§ **TASK PROMPT**
Each record is to be written out exactly as it appears.

Stored data entries
+++

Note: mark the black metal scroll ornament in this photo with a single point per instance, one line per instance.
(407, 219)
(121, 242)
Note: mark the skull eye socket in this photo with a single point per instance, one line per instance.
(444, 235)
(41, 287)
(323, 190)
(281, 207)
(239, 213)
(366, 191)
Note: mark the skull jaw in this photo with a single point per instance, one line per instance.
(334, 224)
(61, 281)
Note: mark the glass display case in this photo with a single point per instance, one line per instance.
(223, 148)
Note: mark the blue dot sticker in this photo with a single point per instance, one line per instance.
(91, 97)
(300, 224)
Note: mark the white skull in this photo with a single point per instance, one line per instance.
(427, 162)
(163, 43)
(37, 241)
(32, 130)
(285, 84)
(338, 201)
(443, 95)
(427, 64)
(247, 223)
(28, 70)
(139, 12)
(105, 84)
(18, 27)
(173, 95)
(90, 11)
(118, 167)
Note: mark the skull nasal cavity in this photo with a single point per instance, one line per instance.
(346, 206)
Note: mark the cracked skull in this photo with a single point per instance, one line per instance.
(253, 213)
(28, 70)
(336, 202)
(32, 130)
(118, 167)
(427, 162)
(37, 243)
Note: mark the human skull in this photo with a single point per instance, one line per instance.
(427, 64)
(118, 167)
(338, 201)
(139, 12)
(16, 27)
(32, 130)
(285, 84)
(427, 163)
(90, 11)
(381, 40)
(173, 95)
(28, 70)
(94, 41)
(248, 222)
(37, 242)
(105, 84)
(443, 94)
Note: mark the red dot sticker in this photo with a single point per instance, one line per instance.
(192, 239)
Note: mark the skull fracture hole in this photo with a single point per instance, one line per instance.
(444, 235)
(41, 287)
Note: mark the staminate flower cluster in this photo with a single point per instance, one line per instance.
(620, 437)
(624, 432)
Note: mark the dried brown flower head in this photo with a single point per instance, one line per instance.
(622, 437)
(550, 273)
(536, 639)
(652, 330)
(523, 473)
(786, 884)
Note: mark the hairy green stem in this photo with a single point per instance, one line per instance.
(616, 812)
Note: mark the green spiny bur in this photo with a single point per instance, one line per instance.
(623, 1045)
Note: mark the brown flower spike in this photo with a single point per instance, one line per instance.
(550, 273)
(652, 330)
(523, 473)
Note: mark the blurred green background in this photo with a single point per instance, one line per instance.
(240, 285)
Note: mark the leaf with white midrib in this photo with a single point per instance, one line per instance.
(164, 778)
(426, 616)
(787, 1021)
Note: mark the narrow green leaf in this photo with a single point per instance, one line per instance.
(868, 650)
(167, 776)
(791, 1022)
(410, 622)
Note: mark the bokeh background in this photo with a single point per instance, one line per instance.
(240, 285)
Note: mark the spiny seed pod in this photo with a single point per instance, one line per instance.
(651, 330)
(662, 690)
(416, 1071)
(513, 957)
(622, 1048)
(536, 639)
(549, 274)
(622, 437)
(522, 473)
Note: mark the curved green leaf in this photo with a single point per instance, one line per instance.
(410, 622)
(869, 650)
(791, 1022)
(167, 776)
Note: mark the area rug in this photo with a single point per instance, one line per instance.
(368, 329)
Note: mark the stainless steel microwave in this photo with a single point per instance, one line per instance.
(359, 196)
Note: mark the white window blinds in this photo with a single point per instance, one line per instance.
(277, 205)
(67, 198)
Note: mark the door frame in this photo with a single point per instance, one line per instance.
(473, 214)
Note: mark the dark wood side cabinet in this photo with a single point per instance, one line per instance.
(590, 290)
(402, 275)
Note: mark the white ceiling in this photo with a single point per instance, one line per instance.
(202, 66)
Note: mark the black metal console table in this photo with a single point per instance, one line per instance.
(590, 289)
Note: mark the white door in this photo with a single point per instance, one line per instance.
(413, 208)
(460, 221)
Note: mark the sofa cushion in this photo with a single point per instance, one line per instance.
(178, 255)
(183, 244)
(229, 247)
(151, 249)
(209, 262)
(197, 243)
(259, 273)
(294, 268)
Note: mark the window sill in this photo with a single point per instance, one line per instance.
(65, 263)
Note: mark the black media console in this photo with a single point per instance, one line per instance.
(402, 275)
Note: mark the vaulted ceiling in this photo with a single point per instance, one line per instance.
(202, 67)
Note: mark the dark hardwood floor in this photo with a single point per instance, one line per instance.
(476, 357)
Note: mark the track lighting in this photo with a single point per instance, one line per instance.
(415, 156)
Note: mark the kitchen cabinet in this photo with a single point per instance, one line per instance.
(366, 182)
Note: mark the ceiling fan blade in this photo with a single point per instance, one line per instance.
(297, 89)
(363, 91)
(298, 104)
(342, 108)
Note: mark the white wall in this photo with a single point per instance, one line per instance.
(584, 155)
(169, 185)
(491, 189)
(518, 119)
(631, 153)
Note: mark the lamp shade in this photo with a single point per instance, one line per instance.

+++

§ **WRITTEN ANSWER**
Note: mark the black metal scroll ornament in this photo with a single point per instance, one line per instance.
(407, 219)
(121, 242)
Note: mark the skull eye socket in this photo with a single point per instance, one line per instance.
(444, 235)
(41, 287)
(323, 190)
(281, 207)
(239, 213)
(366, 191)
Note: mark the skull jaw in this photo with a single point per instance, one line per instance.
(334, 224)
(61, 281)
Note: mark the glass display case in this photo with a single point per instance, one line per instance.
(223, 148)
Note: mark the blue dot sticker in this photo with a single point per instance, one line per instance.
(91, 97)
(300, 224)
Note: mark the white skull in this photo with a single point per instance, one line per instance.
(427, 162)
(163, 43)
(37, 241)
(32, 130)
(285, 84)
(338, 201)
(443, 95)
(427, 64)
(247, 223)
(28, 70)
(139, 12)
(105, 84)
(18, 27)
(173, 95)
(90, 11)
(118, 167)
Note: mark the skull nasal cavity in this photo with a single point per instance, one line per instance.
(346, 206)
Note: mark the cracked skull in this photo with a single point per instance, one line per instance.
(253, 213)
(28, 70)
(336, 202)
(32, 130)
(118, 167)
(427, 162)
(37, 243)
Note: mark the human skull in this photo with a single point per instance, one line per instance.
(427, 64)
(118, 167)
(338, 201)
(139, 12)
(16, 27)
(32, 130)
(285, 84)
(427, 163)
(90, 11)
(381, 40)
(173, 95)
(28, 70)
(94, 41)
(248, 222)
(37, 242)
(105, 84)
(443, 94)
Note: mark the red dot sticker in this photo with a single point per instance, one line per instance.
(192, 239)
Note: mark the skull fracture hole in this photo with a single point per instance, one line per instance.
(444, 235)
(41, 287)
Note: mark the staminate flower cluster in this photo with a single point per instance, one line per instance.
(620, 437)
(624, 432)
Note: mark the dried brown flower head in this photo with a single point per instance, one line per instance.
(622, 437)
(550, 273)
(536, 639)
(652, 330)
(523, 473)
(786, 884)
Note: mark the hairy green stem in this photo with a single point per instance, one line per instance.
(616, 812)
Note: mark the green spiny bur in this photo with a single point per instance, one line per instance.
(623, 1045)
Note: mark the brown flower spike in this photo with a single point per instance, one line per instance.
(550, 273)
(652, 330)
(523, 473)
Note: mark the blurred green background in this photo with a single point per instance, one line per instance.
(240, 285)
Note: mark the leaf with white midrib in this photo with a single point per instance, one line per instance.
(164, 778)
(426, 616)
(787, 1021)
Note: mark the narrow green leaf in this photo with a single point per instance, one line per instance.
(868, 650)
(167, 776)
(791, 1022)
(410, 622)
Note: mark the bokeh background in this photo with a single point per instance, one line per instance.
(240, 285)
Note: mark the spiny seed pod in this photo with a single point per instance, one line per instance.
(651, 330)
(662, 690)
(416, 1071)
(513, 957)
(622, 1048)
(536, 639)
(549, 274)
(622, 437)
(522, 473)
Note: mark the curved green leaf in this photo with a single point per instance, one line per instance.
(410, 622)
(869, 650)
(791, 1022)
(167, 776)
Note: mark the area rug in this photo with a single point per instance, one line per instance.
(368, 329)
Note: mark the stainless steel microwave in this photo with a single point per instance, one line per instance.
(359, 196)
Note: mark the white window blinds in this photo with a single point per instance, one line per instance.
(277, 205)
(67, 198)
Note: mark the door frame in this photo with a single point per instance, one line per instance.
(473, 214)
Note: mark the dark wood side cabinet in this photo with a single point per instance, one line per instance.
(590, 290)
(402, 275)
Note: mark the white ceiling in this photo with a single point per instance, one line per instance.
(202, 66)
Note: mark the black metal console table in this photo with a single point per instance, one line per instance.
(590, 289)
Note: mark the white door in this photo with a single point per instance, one line per instance.
(413, 208)
(460, 221)
Note: mark the sofa cushion in this photo with a single point per instance, one line per instance.
(178, 255)
(183, 244)
(229, 247)
(151, 249)
(209, 262)
(197, 243)
(259, 273)
(294, 268)
Note: mark the window sill in this photo with a single point per instance, one line per instance.
(65, 263)
Note: mark the black media console in this photo with a single point per instance, one line per instance.
(402, 275)
Note: mark the vaulted ceiling in this photo with a single point per instance, one line per instance.
(202, 67)
Note: mark the dark hardwood floor in this photo with a single point per instance, one line per instance.
(476, 357)
Note: mark the track lighting in this photo with a single point per instance, one line per instance.
(415, 156)
Note: mark the kitchen cabinet in this photo with a single point per instance, one line per instance.
(366, 182)
Note: mark the ceiling fan blade in this photo with a single point per instance, one line per instance.
(297, 89)
(363, 91)
(298, 104)
(342, 108)
Note: mark the white wall in this photo with a single point per instance, one line per instance.
(584, 155)
(169, 185)
(491, 189)
(518, 119)
(631, 153)
Note: mark the lamp shade in this photo with a single point per instance, one line per instance.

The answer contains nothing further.